Extracted text START

I find myself at the end of my three-month elective in Nairobi, and it has been a remarkable experience! I got to know the Kenyan people as kind, welcoming, and with a cracking sense of humor. It is easy, to get into conversations with strangers, about food or life or politics. Nairobi is big, vibrant, full of people and traffic. I had to give myself some time to find my way around and figure out what the city has to offer: many cultural events, awesome restaurants and cafes, good places to grab a drink and dance. When the city’s buzz and traffic become too much, nature and hiking trails are not far away, either at the Karrura forest in the north of Nairobi or a bit outside the city.
Since the beginning of July, I`ve been rotating through the wards of the hospital`s Internal Medicine department. KNH is huge, the sprawling size and bustling activity felt overwhelming at first. It is situated within a colossal concrete block which may benefit from some renovations. In the wards, rooms are shared by about ten patients, and they are often packed to the brim, which makes privacy and confidentiality hard to find.

Extracted text END
Exercise data START

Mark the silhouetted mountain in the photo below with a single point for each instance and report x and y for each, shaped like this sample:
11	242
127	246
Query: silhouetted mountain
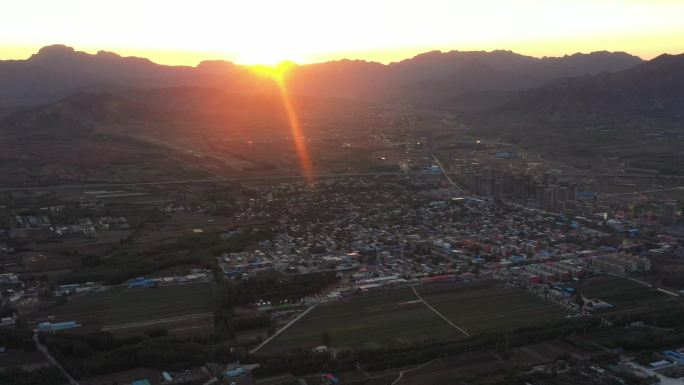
57	71
652	89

Exercise data END

--- Exercise details ---
Write the next paragraph of the account of the three-month medical elective in Nairobi, starting after its final sentence.

--- Result ---
I began my elective in the respiratory medicine department, where many patients required treatment for tuberculosis, often coupled with HIV. The classics found in respiratory wards in Germany, like COPD and lung carcinoma, were also common. Afterwards, rotation led me to the endocrinology ward, where the majority of patients presented with diabetic ketoacidosis. A typical day in the hospital starts with the ward round during which patients are assessed and examined. Twice a week, we gather for a major ward round where the patient`s cases are discussed more comprehensively with the consultants (the senior doctors). After the rounds, documentation, blood work, radiology requests and smaller procedures have to be completed – so quite similar to the work in Germany. One of the biggest differences to Germany is probably the fact that the doctors here don`t work with computers but do everything on paper, which makes tasks like documenting or labeling blood samples highly time-consuming.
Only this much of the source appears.